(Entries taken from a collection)
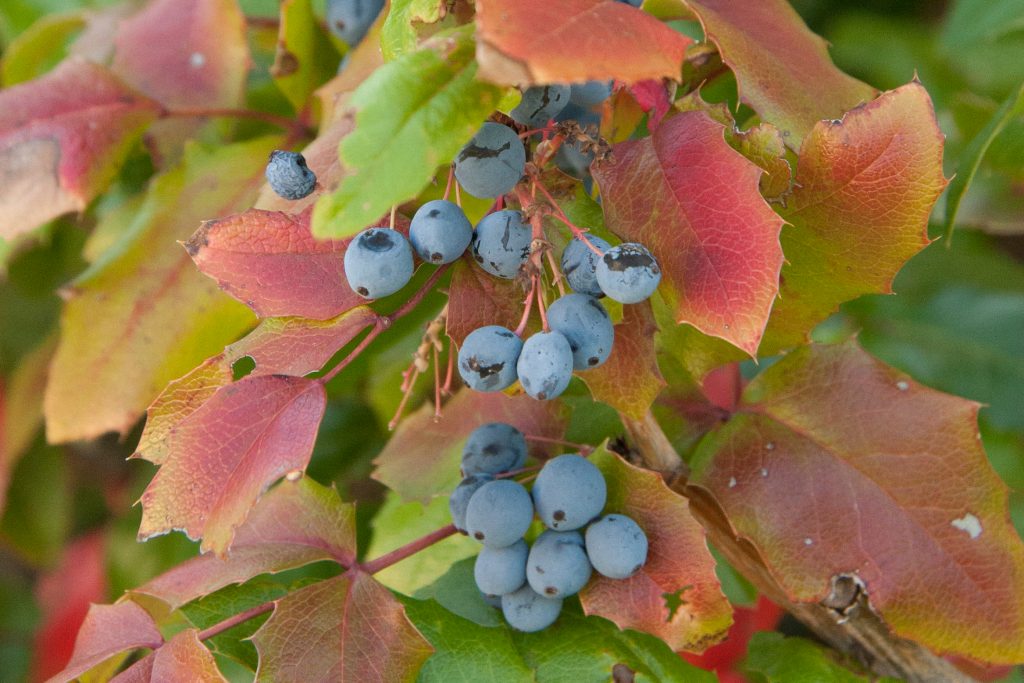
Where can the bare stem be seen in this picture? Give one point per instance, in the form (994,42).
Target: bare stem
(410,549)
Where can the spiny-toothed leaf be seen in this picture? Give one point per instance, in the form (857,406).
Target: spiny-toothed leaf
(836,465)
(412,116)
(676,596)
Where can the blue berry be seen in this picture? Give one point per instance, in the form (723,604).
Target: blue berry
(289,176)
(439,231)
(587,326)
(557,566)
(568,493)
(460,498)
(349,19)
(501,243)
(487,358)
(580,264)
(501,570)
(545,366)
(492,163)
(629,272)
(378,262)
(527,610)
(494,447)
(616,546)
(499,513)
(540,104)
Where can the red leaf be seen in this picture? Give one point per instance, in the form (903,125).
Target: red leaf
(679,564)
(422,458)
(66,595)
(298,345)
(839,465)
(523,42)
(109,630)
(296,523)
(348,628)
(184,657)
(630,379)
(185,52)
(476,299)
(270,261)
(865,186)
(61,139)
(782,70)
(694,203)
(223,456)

---

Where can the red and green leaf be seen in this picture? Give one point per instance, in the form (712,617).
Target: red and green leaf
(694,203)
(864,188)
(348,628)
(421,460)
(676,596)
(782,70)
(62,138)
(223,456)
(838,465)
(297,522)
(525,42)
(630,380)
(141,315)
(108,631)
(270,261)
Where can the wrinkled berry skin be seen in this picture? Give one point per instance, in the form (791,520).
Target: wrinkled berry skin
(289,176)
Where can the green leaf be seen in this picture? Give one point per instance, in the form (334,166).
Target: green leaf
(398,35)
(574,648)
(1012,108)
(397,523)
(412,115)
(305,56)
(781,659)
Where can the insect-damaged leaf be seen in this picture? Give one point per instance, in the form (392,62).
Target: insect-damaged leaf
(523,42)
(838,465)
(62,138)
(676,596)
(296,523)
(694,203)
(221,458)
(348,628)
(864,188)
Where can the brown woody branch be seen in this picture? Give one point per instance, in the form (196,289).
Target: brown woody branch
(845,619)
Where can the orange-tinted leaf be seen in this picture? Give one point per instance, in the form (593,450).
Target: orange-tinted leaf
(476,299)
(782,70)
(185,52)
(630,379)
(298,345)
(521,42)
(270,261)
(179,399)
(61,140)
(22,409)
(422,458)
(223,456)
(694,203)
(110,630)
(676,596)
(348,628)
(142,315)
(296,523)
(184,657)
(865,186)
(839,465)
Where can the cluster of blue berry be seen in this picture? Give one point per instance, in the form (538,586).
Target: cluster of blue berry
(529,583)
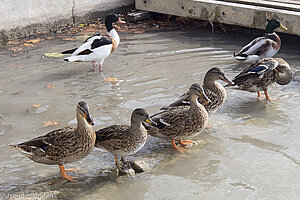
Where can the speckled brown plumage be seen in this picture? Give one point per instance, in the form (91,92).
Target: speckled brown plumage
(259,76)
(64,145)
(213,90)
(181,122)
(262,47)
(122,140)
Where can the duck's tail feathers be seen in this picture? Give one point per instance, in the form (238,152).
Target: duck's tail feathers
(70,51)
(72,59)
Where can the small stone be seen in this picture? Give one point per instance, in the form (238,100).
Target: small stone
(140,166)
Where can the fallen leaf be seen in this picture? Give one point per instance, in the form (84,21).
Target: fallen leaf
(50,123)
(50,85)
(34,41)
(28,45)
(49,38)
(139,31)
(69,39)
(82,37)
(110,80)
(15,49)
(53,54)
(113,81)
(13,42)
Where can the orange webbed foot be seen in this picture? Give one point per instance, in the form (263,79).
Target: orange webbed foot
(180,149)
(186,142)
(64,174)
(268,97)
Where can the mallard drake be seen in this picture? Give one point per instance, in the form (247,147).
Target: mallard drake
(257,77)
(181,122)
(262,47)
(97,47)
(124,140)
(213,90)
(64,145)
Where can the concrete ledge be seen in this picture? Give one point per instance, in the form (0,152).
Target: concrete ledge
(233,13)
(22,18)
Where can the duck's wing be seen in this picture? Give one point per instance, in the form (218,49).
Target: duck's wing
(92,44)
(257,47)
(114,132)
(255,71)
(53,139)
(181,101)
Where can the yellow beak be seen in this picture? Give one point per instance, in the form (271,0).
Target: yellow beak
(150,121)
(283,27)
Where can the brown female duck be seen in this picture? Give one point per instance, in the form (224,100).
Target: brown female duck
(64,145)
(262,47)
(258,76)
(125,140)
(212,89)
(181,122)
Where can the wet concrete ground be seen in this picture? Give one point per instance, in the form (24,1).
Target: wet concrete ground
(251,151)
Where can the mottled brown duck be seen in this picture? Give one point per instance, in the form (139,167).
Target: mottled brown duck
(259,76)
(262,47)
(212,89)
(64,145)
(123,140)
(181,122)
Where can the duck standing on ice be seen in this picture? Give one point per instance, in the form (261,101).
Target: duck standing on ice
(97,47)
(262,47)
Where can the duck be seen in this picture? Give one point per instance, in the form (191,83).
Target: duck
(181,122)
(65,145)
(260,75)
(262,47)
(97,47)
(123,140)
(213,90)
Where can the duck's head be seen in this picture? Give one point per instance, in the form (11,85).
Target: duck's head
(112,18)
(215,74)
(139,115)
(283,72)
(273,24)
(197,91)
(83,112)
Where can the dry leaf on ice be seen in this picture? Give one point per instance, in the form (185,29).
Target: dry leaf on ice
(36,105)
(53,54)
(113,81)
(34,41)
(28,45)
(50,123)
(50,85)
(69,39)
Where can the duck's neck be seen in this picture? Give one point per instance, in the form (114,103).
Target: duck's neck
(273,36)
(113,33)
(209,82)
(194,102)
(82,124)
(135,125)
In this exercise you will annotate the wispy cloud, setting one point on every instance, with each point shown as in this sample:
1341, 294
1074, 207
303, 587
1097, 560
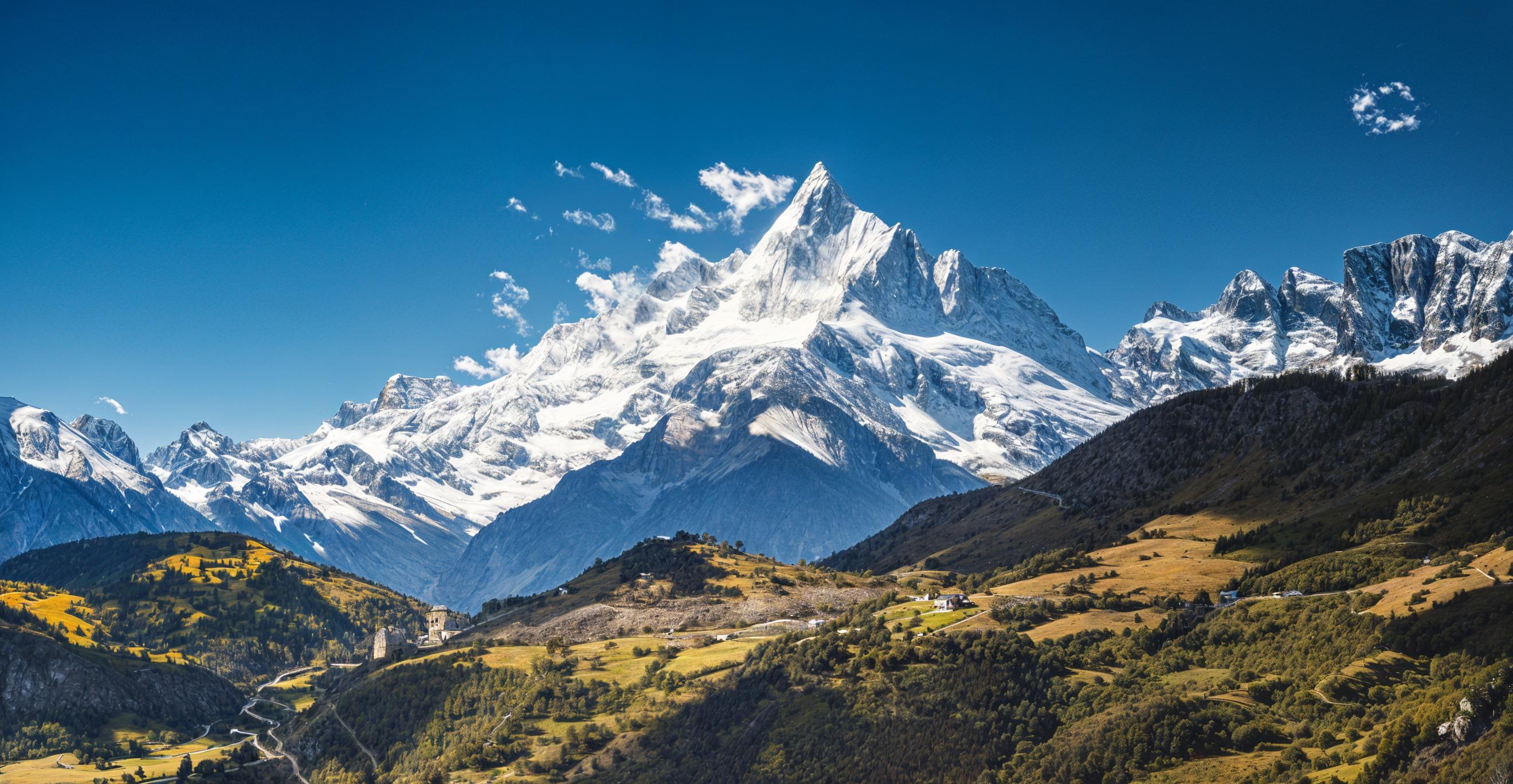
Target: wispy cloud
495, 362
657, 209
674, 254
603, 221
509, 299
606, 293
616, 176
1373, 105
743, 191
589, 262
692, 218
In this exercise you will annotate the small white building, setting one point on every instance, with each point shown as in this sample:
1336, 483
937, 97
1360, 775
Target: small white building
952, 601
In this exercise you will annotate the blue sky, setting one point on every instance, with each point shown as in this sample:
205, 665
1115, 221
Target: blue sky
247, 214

• [Problem details]:
Pull out every line of the entries above that contains the word "wing".

• [Correct output]:
Where can the duck's wing be seen in this picture? Give one point per instance, in the form (218,49).
Target: duck's wing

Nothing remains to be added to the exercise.